GOAL
Pull out every line of the entries below that contains the word "helmet", treating uppercase and lowercase as different.

Location identification entries
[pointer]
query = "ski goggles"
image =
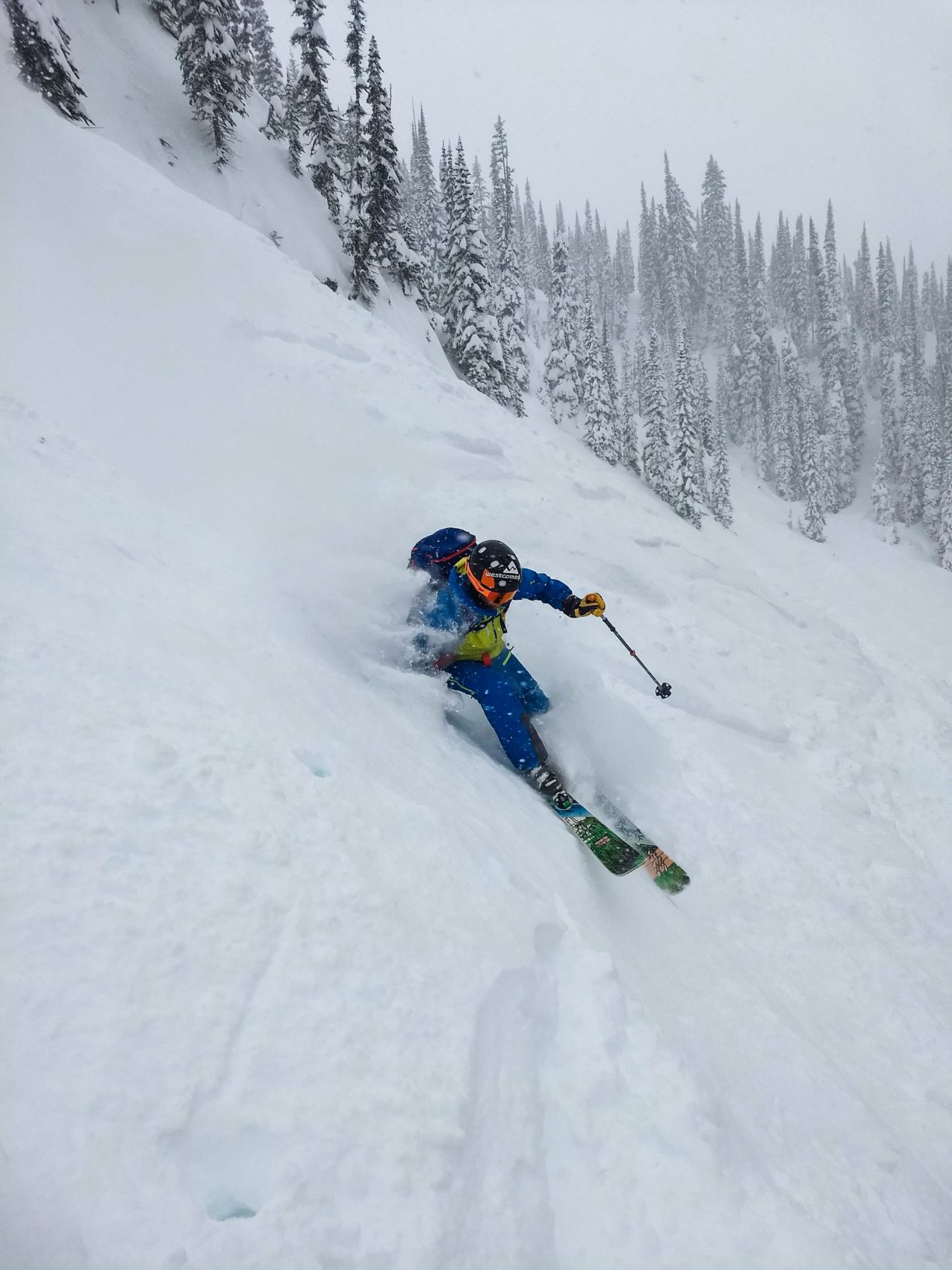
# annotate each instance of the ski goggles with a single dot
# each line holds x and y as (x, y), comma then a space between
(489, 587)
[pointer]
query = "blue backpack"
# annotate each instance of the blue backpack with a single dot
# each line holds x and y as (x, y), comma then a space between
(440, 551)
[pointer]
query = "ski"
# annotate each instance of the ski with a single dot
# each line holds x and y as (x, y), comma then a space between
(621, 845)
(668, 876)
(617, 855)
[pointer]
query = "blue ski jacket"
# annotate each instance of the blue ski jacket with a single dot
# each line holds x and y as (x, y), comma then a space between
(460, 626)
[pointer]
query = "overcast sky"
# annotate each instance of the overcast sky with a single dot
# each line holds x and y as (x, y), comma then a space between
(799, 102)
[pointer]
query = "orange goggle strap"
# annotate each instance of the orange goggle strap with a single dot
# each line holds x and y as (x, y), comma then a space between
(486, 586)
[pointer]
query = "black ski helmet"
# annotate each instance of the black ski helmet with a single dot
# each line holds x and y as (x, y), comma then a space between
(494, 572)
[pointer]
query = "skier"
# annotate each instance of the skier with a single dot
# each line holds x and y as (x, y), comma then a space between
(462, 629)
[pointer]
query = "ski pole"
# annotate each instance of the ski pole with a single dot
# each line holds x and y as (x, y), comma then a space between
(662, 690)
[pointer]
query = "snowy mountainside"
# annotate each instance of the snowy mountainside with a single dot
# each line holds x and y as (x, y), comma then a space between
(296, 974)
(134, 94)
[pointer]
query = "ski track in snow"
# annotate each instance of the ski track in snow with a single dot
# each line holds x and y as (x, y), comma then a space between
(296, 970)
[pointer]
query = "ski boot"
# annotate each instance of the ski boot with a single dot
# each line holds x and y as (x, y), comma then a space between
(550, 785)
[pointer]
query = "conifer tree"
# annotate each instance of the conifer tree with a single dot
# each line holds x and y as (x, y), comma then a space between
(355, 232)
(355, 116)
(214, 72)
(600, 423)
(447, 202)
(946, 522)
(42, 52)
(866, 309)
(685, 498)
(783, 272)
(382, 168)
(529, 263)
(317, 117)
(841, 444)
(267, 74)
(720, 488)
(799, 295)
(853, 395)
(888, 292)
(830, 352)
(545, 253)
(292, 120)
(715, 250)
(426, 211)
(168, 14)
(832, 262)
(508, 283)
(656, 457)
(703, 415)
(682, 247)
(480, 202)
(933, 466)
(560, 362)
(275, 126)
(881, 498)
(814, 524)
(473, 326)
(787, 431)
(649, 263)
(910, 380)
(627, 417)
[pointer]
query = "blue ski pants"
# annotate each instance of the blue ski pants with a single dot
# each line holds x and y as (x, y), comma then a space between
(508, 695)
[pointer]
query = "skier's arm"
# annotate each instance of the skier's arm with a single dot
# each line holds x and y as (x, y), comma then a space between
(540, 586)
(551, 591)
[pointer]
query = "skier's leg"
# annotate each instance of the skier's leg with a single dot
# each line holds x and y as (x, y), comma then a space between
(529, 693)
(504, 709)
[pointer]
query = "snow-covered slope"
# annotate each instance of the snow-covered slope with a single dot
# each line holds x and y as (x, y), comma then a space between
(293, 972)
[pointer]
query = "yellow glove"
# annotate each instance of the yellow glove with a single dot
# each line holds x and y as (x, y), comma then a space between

CORRECT RESULT
query = "black ski helmet"
# annotate each instance of the black ski helmet with a single dot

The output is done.